Work to be completed
Reproduce each of the items below word for word, leaving out the pictures.

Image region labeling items
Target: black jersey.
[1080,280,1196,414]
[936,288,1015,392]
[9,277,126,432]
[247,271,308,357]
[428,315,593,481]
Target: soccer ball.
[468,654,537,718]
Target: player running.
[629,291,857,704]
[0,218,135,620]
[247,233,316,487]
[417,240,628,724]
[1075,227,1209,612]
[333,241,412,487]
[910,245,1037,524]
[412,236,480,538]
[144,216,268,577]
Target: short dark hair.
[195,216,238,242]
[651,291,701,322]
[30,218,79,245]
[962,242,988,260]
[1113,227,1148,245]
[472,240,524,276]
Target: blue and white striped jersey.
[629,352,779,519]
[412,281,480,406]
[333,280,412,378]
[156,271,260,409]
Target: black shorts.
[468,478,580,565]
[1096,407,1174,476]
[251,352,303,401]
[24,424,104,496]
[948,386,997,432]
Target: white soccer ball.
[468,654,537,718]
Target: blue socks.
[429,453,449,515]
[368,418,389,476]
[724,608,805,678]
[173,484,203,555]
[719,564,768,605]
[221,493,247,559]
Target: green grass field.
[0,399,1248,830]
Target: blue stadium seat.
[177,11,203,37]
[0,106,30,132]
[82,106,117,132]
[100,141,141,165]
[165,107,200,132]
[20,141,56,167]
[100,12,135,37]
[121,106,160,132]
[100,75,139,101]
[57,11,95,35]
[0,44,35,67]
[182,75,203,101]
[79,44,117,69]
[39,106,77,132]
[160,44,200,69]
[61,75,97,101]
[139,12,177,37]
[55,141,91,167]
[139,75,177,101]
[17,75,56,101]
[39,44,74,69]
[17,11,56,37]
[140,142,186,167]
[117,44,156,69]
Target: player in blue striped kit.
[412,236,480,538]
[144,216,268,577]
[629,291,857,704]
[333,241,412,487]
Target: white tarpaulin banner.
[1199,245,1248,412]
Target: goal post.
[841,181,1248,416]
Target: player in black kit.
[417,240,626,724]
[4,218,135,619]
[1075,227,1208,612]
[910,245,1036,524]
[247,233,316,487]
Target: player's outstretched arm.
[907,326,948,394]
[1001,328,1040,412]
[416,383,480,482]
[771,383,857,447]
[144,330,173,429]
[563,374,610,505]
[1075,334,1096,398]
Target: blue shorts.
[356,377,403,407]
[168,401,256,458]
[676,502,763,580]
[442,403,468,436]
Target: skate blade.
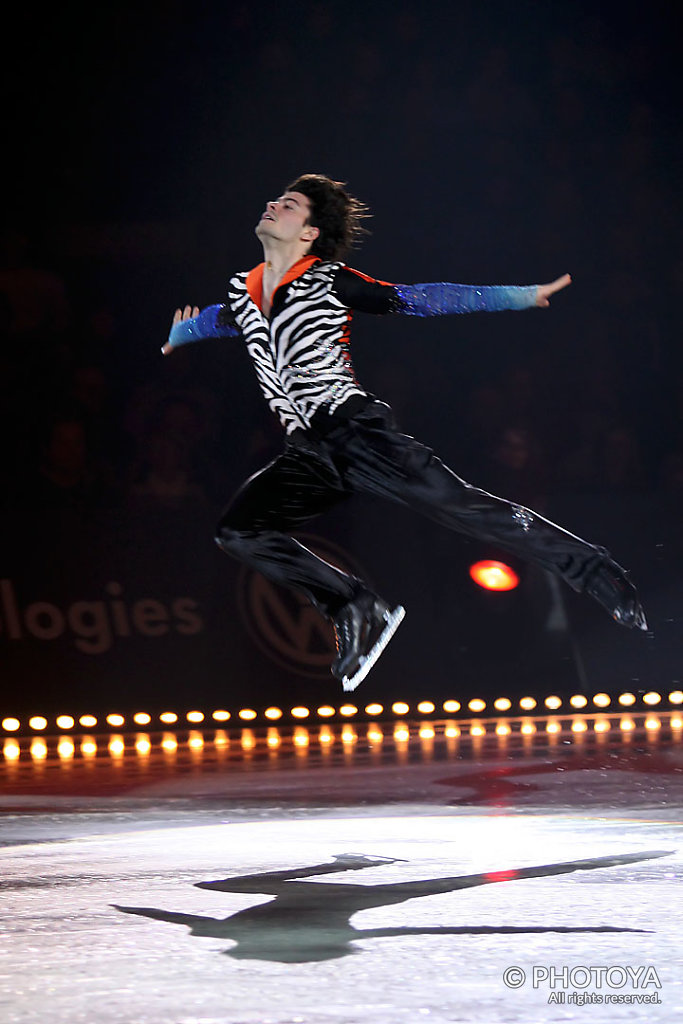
[342,604,405,693]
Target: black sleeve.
[332,266,397,313]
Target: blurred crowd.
[0,11,683,510]
[0,212,683,520]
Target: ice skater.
[162,174,647,690]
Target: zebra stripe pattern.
[227,263,366,434]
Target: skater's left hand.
[536,273,571,307]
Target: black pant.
[216,401,609,617]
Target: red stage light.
[470,561,519,590]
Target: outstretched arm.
[395,273,571,316]
[162,304,240,355]
[335,267,571,316]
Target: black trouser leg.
[337,403,609,591]
[216,443,360,618]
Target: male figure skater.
[162,174,647,690]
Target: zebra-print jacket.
[169,256,536,433]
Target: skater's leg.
[344,402,646,628]
[216,428,403,690]
[216,444,359,617]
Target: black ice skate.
[332,591,405,691]
[586,559,647,630]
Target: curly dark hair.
[287,174,371,260]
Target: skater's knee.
[214,519,256,555]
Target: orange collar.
[247,256,319,310]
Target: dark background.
[0,0,683,706]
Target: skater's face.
[256,191,319,252]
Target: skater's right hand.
[162,306,200,355]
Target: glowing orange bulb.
[470,560,519,590]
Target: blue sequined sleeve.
[168,304,240,348]
[393,282,537,316]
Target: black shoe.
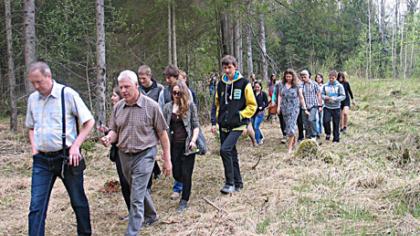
[220,184,235,194]
[176,199,188,213]
[235,186,244,192]
[143,216,159,227]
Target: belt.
[39,148,69,157]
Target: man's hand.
[162,157,172,176]
[69,144,82,166]
[210,125,216,134]
[100,135,111,147]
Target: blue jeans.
[252,112,264,144]
[28,154,92,236]
[172,180,183,193]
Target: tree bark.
[4,0,17,132]
[234,16,243,72]
[96,0,106,124]
[23,0,36,94]
[366,0,372,79]
[171,2,178,66]
[168,1,172,65]
[259,10,268,81]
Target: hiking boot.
[220,184,235,194]
[171,192,181,200]
[176,199,188,213]
[143,216,159,227]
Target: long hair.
[171,80,190,117]
[281,68,298,87]
[337,71,347,82]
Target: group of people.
[26,55,352,235]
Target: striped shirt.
[302,80,320,110]
[25,81,93,152]
[110,95,168,153]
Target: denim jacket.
[163,102,200,154]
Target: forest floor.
[0,80,420,235]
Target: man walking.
[101,70,172,236]
[212,55,257,194]
[321,70,346,143]
[25,62,95,236]
[300,70,322,138]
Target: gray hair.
[117,70,139,85]
[27,61,51,76]
[137,65,152,75]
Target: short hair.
[137,65,152,76]
[117,70,139,85]
[328,70,338,77]
[163,65,179,79]
[27,61,52,76]
[337,71,347,82]
[221,55,238,67]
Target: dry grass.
[0,81,420,235]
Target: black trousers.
[220,128,243,188]
[115,150,130,211]
[171,142,195,201]
[278,112,286,137]
[297,109,305,140]
[323,107,340,142]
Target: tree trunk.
[366,0,372,79]
[4,0,17,132]
[391,0,400,79]
[246,1,254,77]
[246,24,254,77]
[168,1,172,65]
[234,17,243,72]
[259,10,268,81]
[96,0,106,124]
[23,0,36,94]
[171,2,178,66]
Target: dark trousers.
[28,154,92,236]
[171,142,195,201]
[323,107,340,142]
[147,161,162,189]
[278,112,286,137]
[220,128,243,188]
[115,151,130,212]
[297,109,305,140]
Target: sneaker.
[119,215,129,221]
[176,199,188,213]
[171,192,181,200]
[220,184,235,194]
[235,186,244,192]
[143,216,159,227]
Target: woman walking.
[252,81,269,145]
[277,69,309,154]
[163,80,200,212]
[337,72,353,133]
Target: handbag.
[57,86,86,179]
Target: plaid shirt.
[110,95,168,153]
[25,81,93,152]
[302,80,320,110]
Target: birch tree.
[4,0,17,132]
[258,8,268,81]
[96,0,106,124]
[23,0,36,94]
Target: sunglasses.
[172,91,182,96]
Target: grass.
[0,77,420,235]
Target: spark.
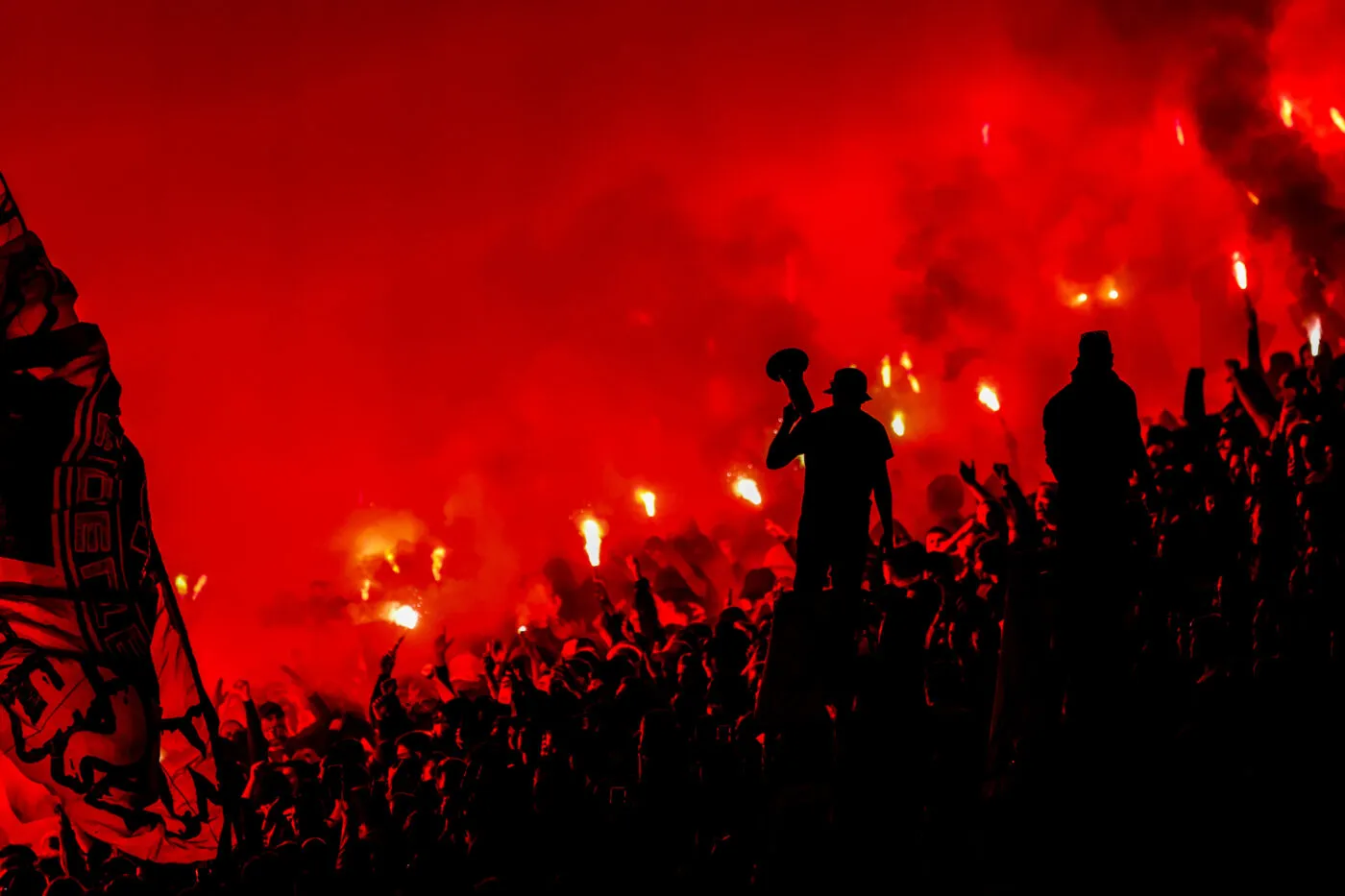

Output
Target: black jersey.
[1080,280,1196,414]
[936,288,1015,392]
[9,277,126,432]
[247,271,308,357]
[428,315,593,481]
Target: soccer ball.
[468,654,537,718]
Target: player running.
[629,291,857,704]
[0,218,135,620]
[247,233,316,487]
[417,240,628,724]
[1075,227,1209,612]
[333,241,412,487]
[910,245,1037,524]
[412,236,480,538]
[144,216,268,577]
Target: short dark hair.
[195,216,238,242]
[651,291,701,322]
[30,218,79,245]
[962,242,988,260]
[1113,227,1148,245]
[472,240,524,276]
Target: blue and white striped jersey.
[629,352,779,519]
[412,281,480,406]
[333,280,412,378]
[156,271,260,409]
Target: black shorts.
[468,478,580,565]
[1096,407,1174,476]
[251,352,303,401]
[24,424,104,496]
[948,386,997,432]
Target: white soccer ball.
[468,654,537,718]
Target: blue socks.
[429,453,449,515]
[368,418,389,476]
[724,608,805,678]
[173,484,203,555]
[719,564,768,605]
[221,493,247,559]
Target: green grass field.
[0,399,1248,830]
Target: blue stadium seat.
[177,11,203,37]
[0,106,30,132]
[82,106,117,132]
[100,141,141,165]
[165,107,200,132]
[20,141,56,167]
[100,12,135,37]
[121,106,160,132]
[100,75,139,101]
[57,11,95,35]
[0,44,35,67]
[182,75,203,101]
[79,44,117,69]
[39,106,77,132]
[160,44,200,69]
[61,75,97,101]
[139,12,177,37]
[55,141,91,167]
[139,75,177,101]
[17,75,56,101]
[39,44,74,69]
[17,11,56,37]
[140,142,186,167]
[117,44,156,69]
Target: player in blue striped kit.
[412,236,480,538]
[144,216,268,577]
[629,291,857,704]
[333,241,412,487]
Target: white tarpaulin banner.
[1199,245,1248,412]
Target: goal post.
[841,181,1248,416]
Target: player in black kit.
[417,240,626,724]
[4,218,135,619]
[1075,227,1208,612]
[910,245,1036,524]
[247,233,316,487]
Target: player's outstretched arm.
[907,326,948,394]
[1001,328,1040,412]
[416,383,480,482]
[771,383,857,447]
[144,330,173,429]
[563,374,610,505]
[1075,334,1096,398]
Target: blue shorts.
[356,377,403,407]
[168,401,256,458]
[676,502,763,580]
[442,403,468,436]
Target: skate blade.
[342,604,405,693]
Target: black sleeve.
[332,266,397,313]
Target: blurred crowd.
[0,11,683,510]
[0,212,683,520]
Target: ice skater.
[162,174,647,690]
Target: zebra stripe pattern.
[227,263,366,434]
Target: skater's left hand.
[536,273,571,307]
Target: black pant.
[216,401,609,617]
Target: red stage light.
[470,561,519,590]
Target: outstretched arm.
[395,273,571,316]
[162,304,240,355]
[335,267,571,316]
Target: black trouser leg.
[337,403,609,591]
[216,443,360,618]
Target: male figure skater.
[162,174,647,690]
Target: zebra-print jacket.
[169,256,536,433]
Target: skater's leg.
[344,402,646,628]
[216,428,403,690]
[216,444,359,617]
Target: black ice skate.
[332,591,405,691]
[586,559,647,630]
Target: curly dark hair.
[287,174,371,260]
Target: skater's knee.
[214,519,256,555]
Target: orange collar.
[247,256,319,310]
Target: dark background.
[0,0,683,706]
Target: skater's face.
[256,191,319,252]
Target: skater's right hand.
[162,306,200,355]
Target: glowing orange bulb.
[470,560,519,590]
Target: blue sequined sleeve.
[168,304,240,348]
[393,282,537,316]
Target: black shoe.
[220,184,235,194]
[176,199,188,213]
[235,186,244,192]
[143,216,159,227]
Target: belt.
[39,148,69,157]
Target: man's hand.
[162,157,172,176]
[69,144,82,166]
[210,125,216,134]
[100,135,111,147]
Target: blue jeans.
[252,112,264,144]
[28,154,92,236]
[172,180,183,193]
Target: tree bark.
[4,0,17,132]
[234,16,243,72]
[96,0,106,124]
[23,0,36,94]
[366,0,372,79]
[171,2,178,66]
[168,1,172,65]
[259,10,268,81]
Target: hiking boot.
[220,184,235,194]
[171,192,181,200]
[176,199,188,213]
[143,216,159,227]
Target: long hair.
[171,80,190,117]
[281,68,298,87]
[337,71,347,82]
Target: group of people.
[26,55,352,235]
Target: striped shirt.
[302,80,320,110]
[25,81,93,152]
[110,95,168,153]
Target: denim jacket.
[163,102,200,154]
Target: forest floor.
[0,80,420,235]
Target: man walking.
[101,70,172,236]
[212,55,257,194]
[321,70,346,143]
[25,62,95,236]
[300,70,322,138]
Target: gray hair.
[117,70,139,85]
[27,61,51,76]
[137,65,152,75]
Target: short hair.
[137,65,152,76]
[117,70,139,85]
[328,70,338,77]
[163,65,179,79]
[27,61,52,76]
[337,71,347,82]
[221,55,238,67]
Target: dry grass.
[0,81,420,235]
Target: black trousers.
[220,128,243,188]
[115,150,130,211]
[171,142,195,201]
[278,112,286,137]
[297,109,305,140]
[323,107,340,142]
Target: tree trunk.
[366,0,372,79]
[4,0,17,132]
[391,0,400,79]
[246,1,254,77]
[246,24,254,77]
[168,1,172,65]
[234,17,243,72]
[259,10,268,81]
[96,0,106,124]
[23,0,36,94]
[171,2,178,66]
Target: dark trousers.
[28,154,92,236]
[171,142,195,201]
[323,107,340,142]
[147,161,162,189]
[278,112,286,137]
[220,128,243,188]
[115,151,130,212]
[297,109,305,140]
Target: sneaker.
[119,215,129,221]
[176,199,188,213]
[171,192,181,200]
[220,184,235,194]
[235,186,244,192]
[143,216,159,227]
Target: woman walking.
[252,81,269,145]
[277,69,309,154]
[163,80,200,212]
[337,72,353,133]
Target: handbag.
[57,86,86,179]
Target: plaid shirt.
[110,95,168,153]
[25,81,93,152]
[302,80,320,110]
Target: birch tree.
[4,0,17,132]
[258,8,268,81]
[96,0,106,124]
[23,0,36,94]
Target: sunglasses.
[172,91,182,96]
Target: grass.
[0,77,420,235]
Target: spark.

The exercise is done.